DOCUMENT PASSAGE ▸
If you have an expertise or passion, no matter how obscure, there may be people willing to pay for access to what you know. Subscribers get access to unique content, including articles, videos, webinars, and forum discussions on specialized topics.

Dream of Italy is a site of information to inform people who want exclusive information about Italy. None tourist trap restaurants, exclusive hotels and zones, etc.

This model works for people who have exclusive information or highly specialized information that changes overtime.

What do you know that nobody else does?

If you have developed an unique approach to running your business or have been able to achieve above-average profitability in a competitive industry, then other companies in your industry want to know how you did it.

Restaurantowner.com helps aspiring chefs create profitable restaurants.

Membergate is a software platform that allows you to set up a membership website.

In summary, the membership website establishes a commercial relationship with a subscriber. While it can be profitable most membership website operators use the subscription relationship as a platform to cross-sell additional things.

The membership website is for:
1. A highly defined niche market.
2. Access to steady flow of unique knowledge or expertise, insider information that is constantly changing and that subscribers need to stay in the know.
3. Another product or service you can sell to your subscribers.

The All You Can Eat Library Model (2)

The all you can eat library subscription model offers unlimited access to a warehouse of value. Like a library, you’ll never consume all the information available, but the breath of content that’s available promises to always have something you like. The business model is simple: the provider accumulates a wide selection of content, and the consumer rents access to it.

Acquiring Your Buffet

Like the membership website model, the best way to win subscribers for your all-you-can-eat library model is to invite them to share in content they care about – and then ask them to subscribe for more. The formula is: get unique visitors to your website by subscribing by email newsletter (or join a Facebook fan page, or Tweet, etc), the convert opt-ins to paying subscribers through sales funnels. The largest determination of where you will land on the conversion scale is how many subscriptions and products you offer. If you only have one paid subscription offer, you’ll likely be one the lower end of the scale, but if you have multiple products and subscription available. You can expect to convert more visitors into subscribers.

STORED DATA ▸

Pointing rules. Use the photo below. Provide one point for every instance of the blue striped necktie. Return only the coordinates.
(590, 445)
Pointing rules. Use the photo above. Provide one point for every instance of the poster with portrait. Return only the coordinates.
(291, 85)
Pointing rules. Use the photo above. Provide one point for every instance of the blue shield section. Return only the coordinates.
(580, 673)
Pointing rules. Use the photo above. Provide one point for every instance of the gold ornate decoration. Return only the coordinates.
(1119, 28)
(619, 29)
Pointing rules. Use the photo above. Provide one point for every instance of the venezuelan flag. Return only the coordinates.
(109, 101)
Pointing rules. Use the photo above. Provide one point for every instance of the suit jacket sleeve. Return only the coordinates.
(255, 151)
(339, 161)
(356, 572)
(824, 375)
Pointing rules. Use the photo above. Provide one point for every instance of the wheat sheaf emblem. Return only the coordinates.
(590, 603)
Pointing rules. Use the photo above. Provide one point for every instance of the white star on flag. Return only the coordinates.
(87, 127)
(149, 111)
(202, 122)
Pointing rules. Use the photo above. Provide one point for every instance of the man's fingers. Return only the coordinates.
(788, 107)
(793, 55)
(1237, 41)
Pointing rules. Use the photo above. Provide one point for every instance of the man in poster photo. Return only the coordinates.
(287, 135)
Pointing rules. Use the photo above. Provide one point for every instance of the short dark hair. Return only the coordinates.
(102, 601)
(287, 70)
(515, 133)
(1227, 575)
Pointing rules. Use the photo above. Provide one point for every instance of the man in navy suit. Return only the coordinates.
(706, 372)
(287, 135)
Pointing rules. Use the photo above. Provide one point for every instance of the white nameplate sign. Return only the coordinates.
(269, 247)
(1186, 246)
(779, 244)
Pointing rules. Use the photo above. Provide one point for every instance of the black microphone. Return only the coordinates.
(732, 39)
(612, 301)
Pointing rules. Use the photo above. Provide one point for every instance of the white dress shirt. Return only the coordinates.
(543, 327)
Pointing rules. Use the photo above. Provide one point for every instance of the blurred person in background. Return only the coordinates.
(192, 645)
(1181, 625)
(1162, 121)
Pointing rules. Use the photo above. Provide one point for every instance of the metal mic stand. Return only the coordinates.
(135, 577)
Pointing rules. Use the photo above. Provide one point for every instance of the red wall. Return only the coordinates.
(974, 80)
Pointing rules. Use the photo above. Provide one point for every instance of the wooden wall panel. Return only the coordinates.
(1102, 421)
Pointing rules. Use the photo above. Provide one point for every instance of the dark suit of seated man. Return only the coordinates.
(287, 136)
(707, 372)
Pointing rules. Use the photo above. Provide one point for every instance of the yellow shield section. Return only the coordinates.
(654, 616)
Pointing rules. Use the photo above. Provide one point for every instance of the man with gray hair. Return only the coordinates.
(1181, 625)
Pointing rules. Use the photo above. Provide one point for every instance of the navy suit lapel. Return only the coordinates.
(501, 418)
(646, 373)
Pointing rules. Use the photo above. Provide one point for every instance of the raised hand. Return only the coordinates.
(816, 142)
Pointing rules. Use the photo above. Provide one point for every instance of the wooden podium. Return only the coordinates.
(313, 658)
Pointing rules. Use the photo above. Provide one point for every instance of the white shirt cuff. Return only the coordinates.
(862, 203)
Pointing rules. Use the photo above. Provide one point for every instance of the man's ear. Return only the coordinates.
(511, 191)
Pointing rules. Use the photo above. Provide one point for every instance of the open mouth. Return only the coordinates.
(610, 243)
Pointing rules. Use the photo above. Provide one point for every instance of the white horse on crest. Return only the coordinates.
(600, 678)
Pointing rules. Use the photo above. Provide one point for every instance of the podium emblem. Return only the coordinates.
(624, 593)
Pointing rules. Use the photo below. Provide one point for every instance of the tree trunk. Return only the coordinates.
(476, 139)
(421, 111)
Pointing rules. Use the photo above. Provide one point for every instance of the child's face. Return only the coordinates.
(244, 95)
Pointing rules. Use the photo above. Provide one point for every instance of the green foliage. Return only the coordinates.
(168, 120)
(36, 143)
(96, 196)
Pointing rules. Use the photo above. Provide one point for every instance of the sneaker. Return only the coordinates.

EXERCISE 1 ▸ According to the passage on subscription business models, what is Membergate?
EXERCISE 2 ▸ Switch "sneaker" to "sandal" in the listing, from the line with "face. Return only the coordinates." up to and including the last line of the listing. Give back only those lines, with everything else unchanged.

WRITTEN SOLUTION 1 ▸ A software platform that allows you to set up a membership website.

WRITTEN SOLUTION 2 ▸
Pointing rules. Use the photo above. Provide one point for every instance of the child's face. Return only the coordinates.
(244, 95)
Pointing rules. Use the photo above. Provide one point for every instance of the green foliage. Return only the coordinates.
(168, 120)
(36, 143)
(96, 196)
Pointing rules. Use the photo above. Provide one point for every instance of the sandal. Return only the coordinates.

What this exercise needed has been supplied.